-- Begin Data records --
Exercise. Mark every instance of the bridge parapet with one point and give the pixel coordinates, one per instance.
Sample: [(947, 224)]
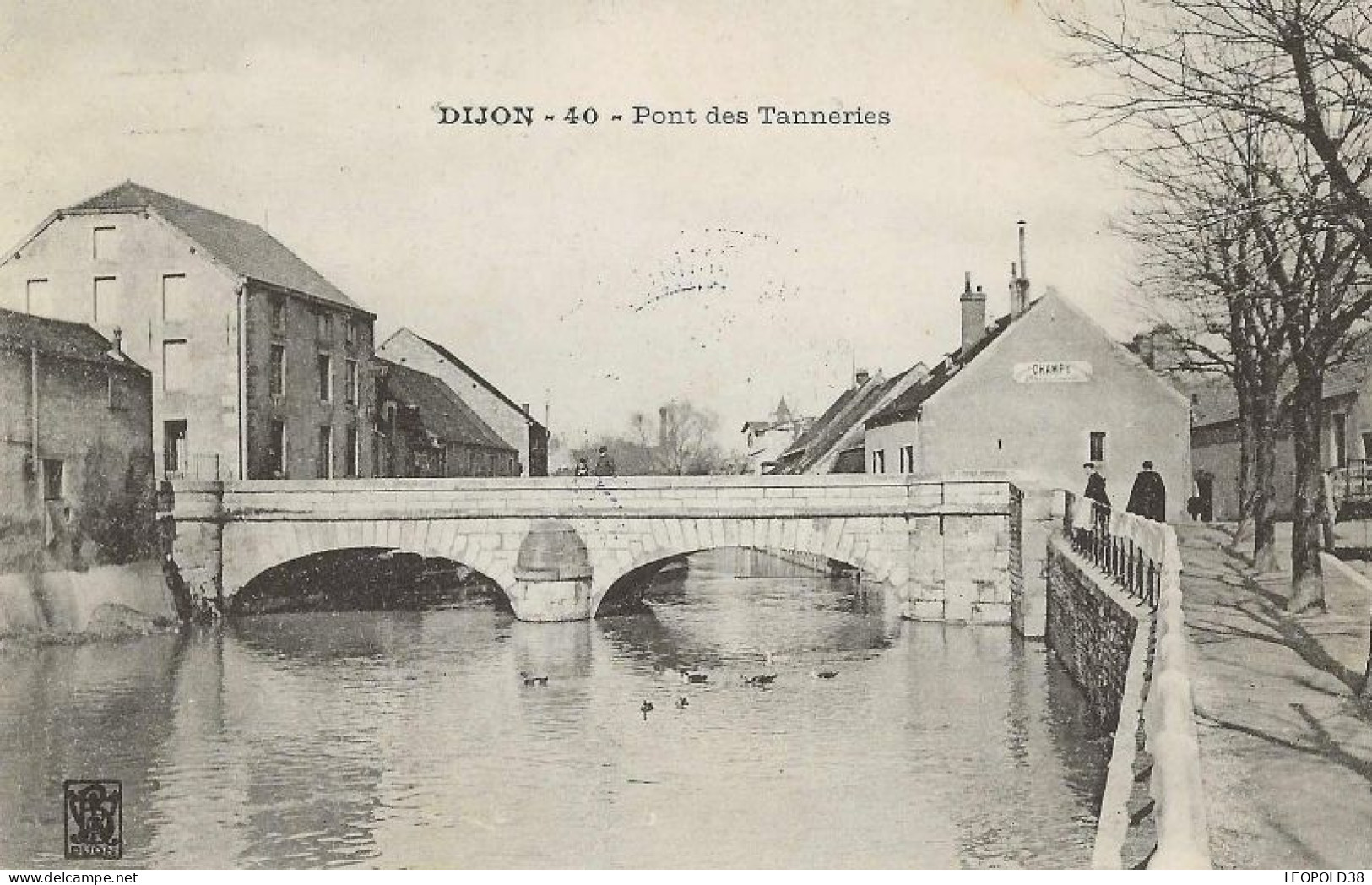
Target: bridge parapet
[(941, 545)]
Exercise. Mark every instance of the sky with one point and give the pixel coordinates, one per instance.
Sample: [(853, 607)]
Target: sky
[(601, 269)]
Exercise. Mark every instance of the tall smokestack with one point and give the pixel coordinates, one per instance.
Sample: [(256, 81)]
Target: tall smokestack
[(973, 314), (1020, 283)]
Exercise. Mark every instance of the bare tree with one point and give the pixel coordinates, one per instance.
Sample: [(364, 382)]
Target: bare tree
[(1196, 217), (1299, 66), (684, 443)]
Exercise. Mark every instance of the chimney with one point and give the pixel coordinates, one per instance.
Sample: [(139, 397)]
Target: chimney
[(1020, 283), (973, 314)]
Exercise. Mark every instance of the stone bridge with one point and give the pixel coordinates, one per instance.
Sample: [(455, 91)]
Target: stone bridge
[(947, 549)]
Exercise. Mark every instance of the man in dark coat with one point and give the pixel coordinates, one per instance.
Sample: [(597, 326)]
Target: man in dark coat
[(1095, 485), (604, 464), (1148, 497)]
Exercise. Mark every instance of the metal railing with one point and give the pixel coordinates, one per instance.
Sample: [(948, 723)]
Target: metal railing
[(193, 467), (1126, 562)]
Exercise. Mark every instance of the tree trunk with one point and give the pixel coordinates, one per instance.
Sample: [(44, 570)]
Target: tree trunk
[(1367, 680), (1306, 424), (1264, 498), (1247, 432)]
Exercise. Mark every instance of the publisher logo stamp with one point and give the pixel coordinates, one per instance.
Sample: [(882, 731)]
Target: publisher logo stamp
[(94, 814)]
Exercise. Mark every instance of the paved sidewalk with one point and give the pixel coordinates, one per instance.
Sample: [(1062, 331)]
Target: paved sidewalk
[(1286, 749)]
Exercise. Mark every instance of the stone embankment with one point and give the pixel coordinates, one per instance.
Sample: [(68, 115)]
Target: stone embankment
[(1132, 661), (107, 601)]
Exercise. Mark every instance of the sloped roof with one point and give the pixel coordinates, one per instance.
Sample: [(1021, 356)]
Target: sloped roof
[(811, 434), (57, 338), (441, 410), (907, 405), (246, 248), (829, 432), (1213, 401), (447, 355)]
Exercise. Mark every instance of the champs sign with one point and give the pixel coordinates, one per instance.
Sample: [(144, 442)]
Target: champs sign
[(1051, 372)]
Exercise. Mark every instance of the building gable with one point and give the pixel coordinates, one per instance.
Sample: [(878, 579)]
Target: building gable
[(1049, 339)]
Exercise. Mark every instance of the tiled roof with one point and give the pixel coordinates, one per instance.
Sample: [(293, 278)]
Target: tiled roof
[(830, 430), (805, 441), (907, 405), (1213, 399), (246, 248), (447, 355), (57, 338), (441, 410)]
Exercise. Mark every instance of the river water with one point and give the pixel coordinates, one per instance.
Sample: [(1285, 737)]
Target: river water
[(410, 740)]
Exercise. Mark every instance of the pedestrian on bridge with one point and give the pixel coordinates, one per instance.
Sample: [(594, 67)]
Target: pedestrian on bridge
[(1097, 491), (1148, 497), (604, 464)]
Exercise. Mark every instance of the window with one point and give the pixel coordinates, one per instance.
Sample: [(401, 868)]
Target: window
[(103, 243), (105, 301), (1097, 450), (120, 393), (278, 312), (176, 364), (353, 456), (278, 379), (176, 298), (173, 448), (276, 450), (325, 457), (37, 298), (51, 479), (325, 368)]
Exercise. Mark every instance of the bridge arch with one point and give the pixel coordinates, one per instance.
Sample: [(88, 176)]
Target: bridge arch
[(880, 551), (361, 579), (263, 546)]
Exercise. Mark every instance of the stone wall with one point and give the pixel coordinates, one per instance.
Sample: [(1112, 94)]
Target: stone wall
[(943, 548), (1134, 665), (103, 513), (1091, 628), (65, 601)]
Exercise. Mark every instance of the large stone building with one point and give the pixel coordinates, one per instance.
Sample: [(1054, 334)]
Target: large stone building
[(423, 428), (76, 442), (1033, 397), (1345, 442), (258, 362), (834, 442), (511, 421), (766, 441)]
-- End Data records --
Brief: Reproduce all of the records above word for word, leaving out the pictures.

Finished task:
Exercise. Mark every instance of the bridge parapet with one point and give the pixel coordinates, one per instance.
Sample: [(947, 224)]
Target: bridge parapet
[(941, 545)]
Exercise. Mark every instance of the sky with one point and give the pixel coordinates, one per instance.
Sample: [(853, 607)]
Target: sky
[(601, 269)]
Exercise. Mark every instance of the tall smokestack with one point and give the pixel coordinates, one per instance.
Sample: [(256, 81)]
Target: tall smokestack
[(973, 314), (1020, 283)]
Exercise. Mark every instance of the bare tree with one point and give the pixel coordinates, one per instance.
Sample: [(364, 382)]
Target: bare tree
[(1196, 217), (1299, 66), (684, 443)]
Exercise. Mark every instance of the chimney with one point and give the pixel coordinates, one per instance.
Sample: [(139, 397)]
Target: chimney
[(1020, 283), (973, 314)]
Exercise. Mark every instance of the stone bridge with one point and give the pixel coordinates, one per instance.
Sample: [(455, 91)]
Target: stone bridge
[(947, 549)]
Exercise. Mark every instance of the man in dark coat with one point and give the pixel coordinates, one per instance.
Sample: [(597, 326)]
Target: man in dark coat
[(1095, 485), (604, 464), (1148, 497)]
Exercise. Mark every instance of the metal railing with one point and give the pixel coordinates, one per instance.
Sample: [(948, 723)]
Target: metal railing
[(193, 467), (1126, 562)]
Exercise. Mark every instance of the tree trunk with one point and give the pixel coordinates, one per instance.
Sample: [(44, 570)]
Target: tree trunk
[(1367, 680), (1306, 424), (1264, 498), (1247, 432)]
Exercise. Mark every instance of the publisher logo stamp with one point and give the pixel coordinates, one per instance.
Sample: [(882, 731)]
Target: publisher logo stamp
[(94, 814)]
Exercise. Mark every instance of the paved sidewalk with one point and give the pixel coordinates, one per instance.
Sample: [(1062, 331)]
Target: paved sidewalk
[(1286, 749)]
Exercise. Mark every instance of the stone embankment with one point and give the pixel coordinates, one per instance.
Sample: [(68, 115)]
Target: stone embankment
[(1132, 661), (107, 601)]
Exercise. Mark every instance of the sloped roof with one point and give the pixel coordinates, one per instance.
Sample: [(1021, 356)]
Target: sloped roof
[(811, 434), (57, 338), (441, 410), (907, 405), (246, 248), (829, 432), (1213, 401), (447, 355)]
Exercise. Mark every instance of the champs sign with one point and give the pixel coordinates, one per instance.
Sample: [(144, 442)]
Target: champs sign
[(1051, 372)]
Exercise. Mark every instance of the building gable with one point and give the pixel coordinates, one per instance.
Sample: [(878, 579)]
Target: building gable
[(1049, 339)]
Exercise. Mark every instance of the tiled roof with one point and give the pixel coordinates, one per instance.
Sample: [(293, 278)]
Target: tiled roof
[(830, 430), (805, 441), (907, 405), (1213, 399), (246, 248), (447, 355), (57, 338), (441, 410)]
Exercise. Mark every instance of the river water with one point and give the pixel coordinates, one per instance.
Sample: [(1285, 737)]
Target: river water
[(410, 740)]
Exercise. Mark every instance of the pedestrian on bridge with one point and give the pixel coordinates, one per instance.
Sample: [(594, 67)]
Target: pedestrian on bridge
[(1097, 491), (1148, 497), (604, 464)]
Exercise. Mark every instance of the window with one point and give the pixel coordinates, one per instance.
Sample: [(401, 868)]
Target: window
[(103, 243), (105, 301), (1097, 450), (120, 393), (278, 312), (176, 364), (353, 456), (278, 379), (176, 298), (173, 448), (276, 450), (325, 457), (37, 298), (51, 479), (325, 368)]
Exercise. Mark every instance of the bridge arch with one point and give the pixel coordinates, one per instance.
Sample: [(88, 176)]
Target: bridge arch
[(880, 551), (361, 579), (263, 546)]
Exercise. Mark every instance of the stone wall with one point and give the pixel coordinates, one per instance.
Sample: [(1112, 94)]
Target: stone wall
[(943, 548), (1134, 665), (103, 513), (1091, 628), (65, 601)]
Exercise. Mark every instance of the large stone building with one point and give the pixel coordinates, one per instance.
Sample: [(1054, 334)]
Target: large stone building
[(423, 428), (76, 442), (1033, 397), (1345, 442), (258, 362), (834, 442), (511, 421), (766, 441)]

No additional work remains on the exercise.